WORK TO COMPLETE – Continue the country music interview about truck songs and songwriting from its last line.

PASSAGE FOR REVIEW –
-=-=-

As often happens, mainly because there are a lot of songs about trucks in Country music, we decided to sit on it a while right where our single cycle would have been because we didn’t want to put out ‘another’ song about trucks. Dylan Scott, Lainey Wilson, HARDY – all had truck songs out, so we had to let the traffic clear a little before my truck song came out into the world.
I love playing it live and the crowds seem to like it too so I’m glad it’s out there now.
I also love ‘Somewhere Over the Radio’. Such a clever song. There’s a double whammy on that with the lovely cadence of the melody and the cleverness of the lyrics. It feels like a goodbye song until the twist at the end too!
I’m thrilled you like that one, man. I can’t play it live yet because it’s a piano song and we don’t have a piano player! (laughing) That song tells a really strong story. I’m not from Kansas but to make the story work it was better that the character came from there in terms of the links to the Wizard of Oz.
I lived a lot of that song, though. Trying to figure out when you chase a dream, what is worthwhile leaving behind and what can you take with you. Leaving home and moving to Nashville means that there are all sorts of things you have to navigate and so many people do it. The song feels very real to me. My buddy, Clint Lagerberg, who I wrote the song with, he had the title and I saw the song and the story. We often take 3 to 4 hours when we’re writing a song to get something really good, often we have to come back to something later too. We took a good 8 or 9 hours on ‘Somewhere Over the Radio’ and really worked on getting all the small details right.
The vocal that is on the track is my vocal demo from that day, we didn’t go in and change it any. It was a full day of writing, singing and working on the track and my voice was kinda tired by the end of the day but it seemed to add a little extra something to the song.
‘This One’s Gonna Hurt’ was a HARDY – Tyler Hubbard co-write. How did that one find its way to you?
That song was pitched to us – it’s just like a rowdy, party song and you need stuff like that in the locker. It’s what I like to see when I go to a live show, it has such an energy to it that the crowd really like.

-=-=-

SUPPLIED RECORDS –
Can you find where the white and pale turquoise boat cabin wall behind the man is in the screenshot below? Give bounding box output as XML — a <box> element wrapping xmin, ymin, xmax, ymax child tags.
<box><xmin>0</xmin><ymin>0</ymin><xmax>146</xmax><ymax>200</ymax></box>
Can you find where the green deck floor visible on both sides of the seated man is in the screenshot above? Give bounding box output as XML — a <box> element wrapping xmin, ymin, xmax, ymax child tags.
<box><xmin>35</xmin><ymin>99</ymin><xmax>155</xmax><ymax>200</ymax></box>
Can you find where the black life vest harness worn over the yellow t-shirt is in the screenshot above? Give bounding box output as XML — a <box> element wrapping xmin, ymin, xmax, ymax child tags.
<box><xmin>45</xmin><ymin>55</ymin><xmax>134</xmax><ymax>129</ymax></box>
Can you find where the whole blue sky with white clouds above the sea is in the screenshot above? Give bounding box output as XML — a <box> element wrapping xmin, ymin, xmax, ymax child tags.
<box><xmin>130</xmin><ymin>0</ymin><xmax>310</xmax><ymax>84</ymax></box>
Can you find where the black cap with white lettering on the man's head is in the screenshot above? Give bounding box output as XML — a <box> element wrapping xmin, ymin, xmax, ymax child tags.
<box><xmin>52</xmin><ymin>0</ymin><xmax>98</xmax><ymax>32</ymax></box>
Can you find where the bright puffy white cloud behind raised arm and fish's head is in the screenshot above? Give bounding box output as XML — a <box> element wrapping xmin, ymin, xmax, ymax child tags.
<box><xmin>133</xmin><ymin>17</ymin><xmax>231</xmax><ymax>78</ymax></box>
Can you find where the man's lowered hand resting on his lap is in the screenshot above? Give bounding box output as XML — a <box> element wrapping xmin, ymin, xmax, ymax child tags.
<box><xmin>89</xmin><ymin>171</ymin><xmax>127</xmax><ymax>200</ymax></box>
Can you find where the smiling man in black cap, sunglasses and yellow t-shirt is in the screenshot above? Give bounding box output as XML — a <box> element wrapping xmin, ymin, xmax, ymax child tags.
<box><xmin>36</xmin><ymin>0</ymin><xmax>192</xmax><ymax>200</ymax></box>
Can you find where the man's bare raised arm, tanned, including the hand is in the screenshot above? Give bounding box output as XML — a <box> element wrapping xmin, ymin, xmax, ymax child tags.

-=-=-

WRITTEN RESPONSE –
It feels like a ready-made concert opener to me.
Exactly. If we don’t use it to open the show it will be the very next song up for that exact reason. That song is just about a party and those guys, HARDY and Tyler Hubbard know how to write a song like that, for sure! I write a lot of songs myself but I always let the songs choose which ones are going to be on the project and that one felt right for the ‘One of Us’ EP.
They always say ‘leave them wanting more’. When it comes to the end of the EP I’m always left wishing it was a full album. Was that ever on the cards?
It’s not a full album unless, well, you never know what happens later on, right? We will definitely have new music coming out later in the year in some shape or form. It might be fleshing this out into a full album or a whole new project. I’m just so excited to be able to put out new music and get to travel the world to people who are excited to listen to it as well!
Main stage at the C2C festival! It feels like your career is on a real upward trajectory.
Man, I hope so! At the end of the day there are lessons that you kinda have to learn in this business. There are lessons that you learn in life too. You have to trust the passion that you have in your music and your own abilities to get you there. It’s so cool watching the songs come to life in a new place and with new people, it’s the best feeling in the world.